Source text:
Weight loss may alleviate knee pain by decreasing the load on the knee joints and reducing inflammation. Excess weight is associated with knee osteoarthritis, which can cause pain and discomfort.

According to the American Association of Orthopaedic Surgeons (AAOS), the knee and hip joints can experience forces greater than 7 times a person’s body weight. When someone is overweight or has obesity, there is more load on the knee joint, which can result in pain, inflammation, and conditions such as arthritis.

Losing weight can relieve pain symptoms, help prevent or delay a knee replacement, and help with certain types of arthritis.

This article will discuss how weight affects knee pain, weight loss for knee pain, and recommendations for losing weight.

Image of a closeup of a person's hand on their kneeShare on Pinterest
Maskot/Getty Images

Along with other parts of the lower body, the knee joint carries the body’s weight during everyday activities such as walking. As body weight increases, the amount of stress and load on the knee also increases.

Entries shown:
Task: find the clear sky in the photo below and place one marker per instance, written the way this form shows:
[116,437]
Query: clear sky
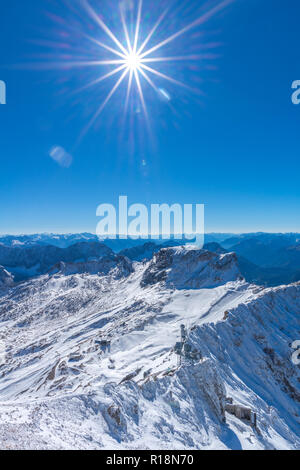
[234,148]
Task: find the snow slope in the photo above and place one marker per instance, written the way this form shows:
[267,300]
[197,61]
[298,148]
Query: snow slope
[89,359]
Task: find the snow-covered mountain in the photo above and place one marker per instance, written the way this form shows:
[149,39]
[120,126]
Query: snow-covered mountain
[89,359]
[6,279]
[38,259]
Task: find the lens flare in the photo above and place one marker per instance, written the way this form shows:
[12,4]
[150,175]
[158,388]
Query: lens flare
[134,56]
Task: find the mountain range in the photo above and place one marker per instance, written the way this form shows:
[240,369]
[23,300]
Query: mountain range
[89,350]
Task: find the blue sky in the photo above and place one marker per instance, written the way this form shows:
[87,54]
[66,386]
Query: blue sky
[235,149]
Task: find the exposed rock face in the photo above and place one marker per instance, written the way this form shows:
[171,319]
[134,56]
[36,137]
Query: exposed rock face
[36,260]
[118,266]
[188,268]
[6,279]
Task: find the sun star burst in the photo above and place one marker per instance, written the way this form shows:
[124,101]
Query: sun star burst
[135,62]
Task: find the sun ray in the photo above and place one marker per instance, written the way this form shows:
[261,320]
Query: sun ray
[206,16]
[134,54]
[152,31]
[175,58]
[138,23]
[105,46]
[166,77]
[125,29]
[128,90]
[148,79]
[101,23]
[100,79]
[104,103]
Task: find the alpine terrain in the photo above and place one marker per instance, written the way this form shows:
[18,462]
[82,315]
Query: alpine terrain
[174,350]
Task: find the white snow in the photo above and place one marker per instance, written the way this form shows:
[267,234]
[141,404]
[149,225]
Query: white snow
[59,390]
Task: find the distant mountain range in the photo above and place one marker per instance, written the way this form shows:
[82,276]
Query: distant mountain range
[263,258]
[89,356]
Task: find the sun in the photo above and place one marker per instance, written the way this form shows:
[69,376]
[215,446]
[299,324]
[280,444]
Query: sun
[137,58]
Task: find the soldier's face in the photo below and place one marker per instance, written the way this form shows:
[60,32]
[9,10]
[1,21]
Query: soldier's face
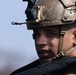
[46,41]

Problem set:
#1 According to the text on weight loss and knee pain, what forces can the knee and hip joints experience?
#2 Resume the text on weight loss and knee pain from its final sentence onward.

Responses per task:
#1 Forces greater than 7 times a person's body weight.

#2
The increased strain on the knee joint can also contribute to issues such as chronic pain and arthritis.

Obesity and being overweight can also cause inflammatory changes that affect the joints. For example, overweight and obesity are risk factors linked to knee osteoarthritis. Osteoarthritis is a type of arthritis where joint tissues break down, causing bone to rub together and resulting in pain and other symptoms.

According to the AAOS, the chances of needing a hip or knee joint replacement are greater for people who have a high than normal BMI.

Losing weight can help reduce knee pain and inflammation and lower the risk of developing or worsening certain types of arthritis.

According to the Arthritis Foundation, weight loss can help arthritis by:

  • reducing pressure on joints such as the knee joint
  • easing pain and reducing inflammation
  • reducing arthritis severity
  • improving the chances of remission or minimal disease activity
  • slowing cartilage degeneration in osteoarthritis
  • reducing the chance of a gout attack and lowering uric acid levels

Research supports the positive benefits of weight loss on osteoarthritis knee pain.

For example, a 2018 study examined the effect that weight loss had on pain, function, and other outcomes in overweight and obese adults with knee osteoarthritis. Benefits depended on the amount of body weight that was lost in the long term.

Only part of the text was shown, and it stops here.